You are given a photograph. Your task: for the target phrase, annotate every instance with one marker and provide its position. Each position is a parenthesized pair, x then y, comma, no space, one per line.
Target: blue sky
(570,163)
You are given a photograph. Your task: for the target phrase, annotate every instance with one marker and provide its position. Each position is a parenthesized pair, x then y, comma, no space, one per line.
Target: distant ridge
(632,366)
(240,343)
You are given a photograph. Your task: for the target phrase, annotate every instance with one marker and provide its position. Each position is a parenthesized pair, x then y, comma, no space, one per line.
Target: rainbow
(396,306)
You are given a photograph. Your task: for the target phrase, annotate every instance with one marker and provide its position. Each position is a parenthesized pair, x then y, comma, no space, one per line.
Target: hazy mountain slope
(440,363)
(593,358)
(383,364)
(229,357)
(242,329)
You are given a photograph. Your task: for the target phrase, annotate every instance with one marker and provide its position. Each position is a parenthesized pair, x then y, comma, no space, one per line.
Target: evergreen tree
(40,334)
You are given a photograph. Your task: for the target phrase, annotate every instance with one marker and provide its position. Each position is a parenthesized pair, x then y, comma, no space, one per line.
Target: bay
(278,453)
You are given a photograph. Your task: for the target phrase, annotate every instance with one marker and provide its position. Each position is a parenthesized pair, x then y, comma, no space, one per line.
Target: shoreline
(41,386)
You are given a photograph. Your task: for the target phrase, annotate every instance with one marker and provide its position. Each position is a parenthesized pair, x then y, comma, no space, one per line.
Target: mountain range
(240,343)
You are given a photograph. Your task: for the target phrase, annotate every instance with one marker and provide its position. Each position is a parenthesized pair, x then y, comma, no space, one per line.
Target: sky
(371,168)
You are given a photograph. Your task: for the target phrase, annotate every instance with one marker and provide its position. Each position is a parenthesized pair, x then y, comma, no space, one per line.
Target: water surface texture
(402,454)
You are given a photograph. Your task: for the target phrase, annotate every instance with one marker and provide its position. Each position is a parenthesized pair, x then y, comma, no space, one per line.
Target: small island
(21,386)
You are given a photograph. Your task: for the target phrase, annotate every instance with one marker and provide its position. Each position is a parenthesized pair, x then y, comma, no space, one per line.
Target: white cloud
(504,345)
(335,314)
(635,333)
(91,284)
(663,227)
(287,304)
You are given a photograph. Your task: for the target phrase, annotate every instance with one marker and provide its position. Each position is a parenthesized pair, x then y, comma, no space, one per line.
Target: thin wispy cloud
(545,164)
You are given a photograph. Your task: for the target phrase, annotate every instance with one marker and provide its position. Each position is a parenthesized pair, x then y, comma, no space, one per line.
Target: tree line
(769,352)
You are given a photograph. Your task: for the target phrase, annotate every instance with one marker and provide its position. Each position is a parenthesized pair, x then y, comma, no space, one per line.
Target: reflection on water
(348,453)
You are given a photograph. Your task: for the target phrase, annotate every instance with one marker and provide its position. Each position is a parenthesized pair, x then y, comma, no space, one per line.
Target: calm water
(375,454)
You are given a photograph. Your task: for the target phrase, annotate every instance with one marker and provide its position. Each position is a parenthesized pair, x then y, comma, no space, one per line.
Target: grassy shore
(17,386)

### Exercise prompt
Transcribe all of the entries without altering anything.

### The completed task
You are given a photograph. Your task: for the target phrase, annotate every instance with one marker and provide its position. Each position is a parenthesized pair, x then y, comma, no space, one per line.
Target: blue sky
(570,163)
You are given a photograph. Your task: for the target phrase, annotate every instance with one marker and provide its position. Each position is a parenthesized pair, x then y, comma, no space, one per line.
Target: distant ridge
(632,366)
(240,343)
You are given a photograph. Your task: for the target phrase, annotate every instance with one marker and provide its position. Each position is a parenthesized pair, x then y, comma, no space, one per line.
Target: rainbow
(396,306)
You are given a photograph. Your task: for the target phrase, annotate every instance with one marker and provide its position. Each position is a parenthesized pair, x then y, comma, no space, one per line.
Target: hazy mountain slope
(440,363)
(593,358)
(383,364)
(229,357)
(242,329)
You are given a photograph. Your task: for the target phrase, annotate every instance with one marker and provide its position. Each position is a parenthesized pair, x then y, comma, no space, one per line.
Target: evergreen tree
(40,334)
You are given a photograph. Your task: for the target phrase, annotate every instance with one marker and provide its position. Each position is a parenthesized pair, x then y, comma, no space, one per line.
Target: bay
(278,453)
You are given a photograph. Your task: for the target phrase, annotate every instance with one marker and provide its position. Each position is a parenthesized pair, x then y, comma, no space, one per line.
Target: shoreline
(41,386)
You are given a photograph. Your task: for the target phrase, annotate every instance with one marker and provide its position. Each position is a parenthesized pair, x then y, comma, no space, one per line.
Target: mountain range
(240,343)
You are given a photograph. Your task: for the target phrase, annotate every instance with one marker and provide its position. Each position is a parenthesized pair, x then y, comma, no space, one per line.
Target: sky
(371,168)
You are given a photograph. Your task: for the target phrase, annotate every instance with one marker and provide its position. Each position is a parenthesized pair, x then y, comma, no space, one per line.
Target: water surface texture
(402,454)
You are given a photograph. Your task: for the target phrase, annotate every instance with one marker and provide its position. Each position is a parenthesized pair, x then y, comma, no space, one per line.
Target: small island
(21,386)
You are given a photograph. Your task: for the target phrase, annotate every instance with one marker and provide its position. Each position is a parenthesized pair, x then y, comma, no space, one per line.
Target: white cloud
(504,345)
(335,314)
(635,333)
(91,284)
(663,227)
(287,304)
You are given a photograph. Your task: for the target phrase, annotate every instance with one marker and provide its position. Each position is a parenthesized pair, x then y, comma, no space, one per line.
Target: thin wispy cloud
(545,164)
You are given a photograph. Your task: for the target phrase, annotate every instance with one marker and provide its position. Each position is a parenthesized pair, x then y, comma, no space, one per line.
Target: tree line
(769,352)
You are given a photograph. Your task: for the target phrase, annotate every instance with one marker and provide its position. Each position is a parenthesized pair, x then y, comma, no space, one per line.
Target: reflection on water
(348,453)
You are given a photograph. Your task: for the target phrase, annotate every instance with one marker and provide its position. Each position is a parenthesized pair, x then y, comma, no space, one per line.
Target: calm water
(375,454)
You are given a photograph. Your task: for the target phrase, annotate every instance with one marker and provide its position. Each position is a parenthesized pair, x then y, comma, no space, one per line.
Target: grassy shore
(17,386)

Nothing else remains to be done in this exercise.